**DATA IN THIS EXERCISE:**
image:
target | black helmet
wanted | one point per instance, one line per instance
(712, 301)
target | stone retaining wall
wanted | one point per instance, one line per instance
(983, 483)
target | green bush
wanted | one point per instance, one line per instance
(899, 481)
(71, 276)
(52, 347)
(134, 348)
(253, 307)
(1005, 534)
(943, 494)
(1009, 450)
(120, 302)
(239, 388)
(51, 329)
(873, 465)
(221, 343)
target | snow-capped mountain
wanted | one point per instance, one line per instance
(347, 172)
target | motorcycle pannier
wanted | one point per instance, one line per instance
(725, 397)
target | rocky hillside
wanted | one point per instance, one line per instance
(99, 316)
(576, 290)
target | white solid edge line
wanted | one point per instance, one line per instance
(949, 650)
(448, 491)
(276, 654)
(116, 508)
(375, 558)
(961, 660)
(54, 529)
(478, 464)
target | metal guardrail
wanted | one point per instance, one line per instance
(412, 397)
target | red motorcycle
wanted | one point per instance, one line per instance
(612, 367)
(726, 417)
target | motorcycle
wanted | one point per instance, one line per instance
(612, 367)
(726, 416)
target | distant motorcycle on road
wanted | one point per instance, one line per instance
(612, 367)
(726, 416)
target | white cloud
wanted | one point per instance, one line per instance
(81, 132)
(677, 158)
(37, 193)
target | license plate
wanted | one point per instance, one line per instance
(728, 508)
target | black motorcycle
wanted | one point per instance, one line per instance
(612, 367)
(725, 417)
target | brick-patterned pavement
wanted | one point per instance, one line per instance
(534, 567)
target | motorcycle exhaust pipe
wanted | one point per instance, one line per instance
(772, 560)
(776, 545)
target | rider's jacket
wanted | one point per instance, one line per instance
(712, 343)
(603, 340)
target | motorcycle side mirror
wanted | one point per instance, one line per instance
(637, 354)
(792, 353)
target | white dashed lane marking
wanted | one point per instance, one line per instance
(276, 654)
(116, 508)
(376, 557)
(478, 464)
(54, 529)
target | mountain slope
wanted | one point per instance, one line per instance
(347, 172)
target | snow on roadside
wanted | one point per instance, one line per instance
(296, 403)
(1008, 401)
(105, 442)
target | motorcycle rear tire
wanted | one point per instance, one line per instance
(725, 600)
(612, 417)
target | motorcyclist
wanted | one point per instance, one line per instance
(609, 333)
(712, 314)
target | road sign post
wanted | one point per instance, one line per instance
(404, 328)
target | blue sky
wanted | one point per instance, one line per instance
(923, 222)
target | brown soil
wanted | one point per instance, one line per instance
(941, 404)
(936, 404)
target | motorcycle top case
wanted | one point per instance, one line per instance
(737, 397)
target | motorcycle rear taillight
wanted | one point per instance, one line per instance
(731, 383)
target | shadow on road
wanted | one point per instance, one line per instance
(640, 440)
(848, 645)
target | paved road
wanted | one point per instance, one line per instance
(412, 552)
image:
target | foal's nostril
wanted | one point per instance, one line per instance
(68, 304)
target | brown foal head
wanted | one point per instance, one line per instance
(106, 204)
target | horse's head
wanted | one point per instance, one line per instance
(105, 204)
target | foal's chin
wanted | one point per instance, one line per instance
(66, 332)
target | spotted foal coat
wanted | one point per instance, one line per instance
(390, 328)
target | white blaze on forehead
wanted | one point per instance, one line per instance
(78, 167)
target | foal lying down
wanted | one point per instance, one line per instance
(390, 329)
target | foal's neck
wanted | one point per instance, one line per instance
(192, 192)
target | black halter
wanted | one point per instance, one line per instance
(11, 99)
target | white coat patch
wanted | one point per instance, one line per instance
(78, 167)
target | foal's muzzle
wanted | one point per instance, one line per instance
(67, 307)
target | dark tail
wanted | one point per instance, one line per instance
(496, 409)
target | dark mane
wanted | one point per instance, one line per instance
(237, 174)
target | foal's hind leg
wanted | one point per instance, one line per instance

**OBJECTIVE:** Format the data as a numbered list, starting at the line with "target | white coat patch" and running through the end of the data. Leave out any blank lines.

**CORRECT RESPONSE:**
1. target | white coat patch
2. wanted | one point per instance, one line per instance
3. (78, 167)
4. target | foal's muzzle
5. wanted | one point per instance, one line per instance
6. (67, 307)
7. target | dark tail
8. wanted | one point per instance, one line per instance
9. (496, 409)
10. target | dark mane
11. wanted | one point per instance, one line per instance
12. (237, 174)
13. target | foal's hind leg
14. wanted | one point per instance, one line per instance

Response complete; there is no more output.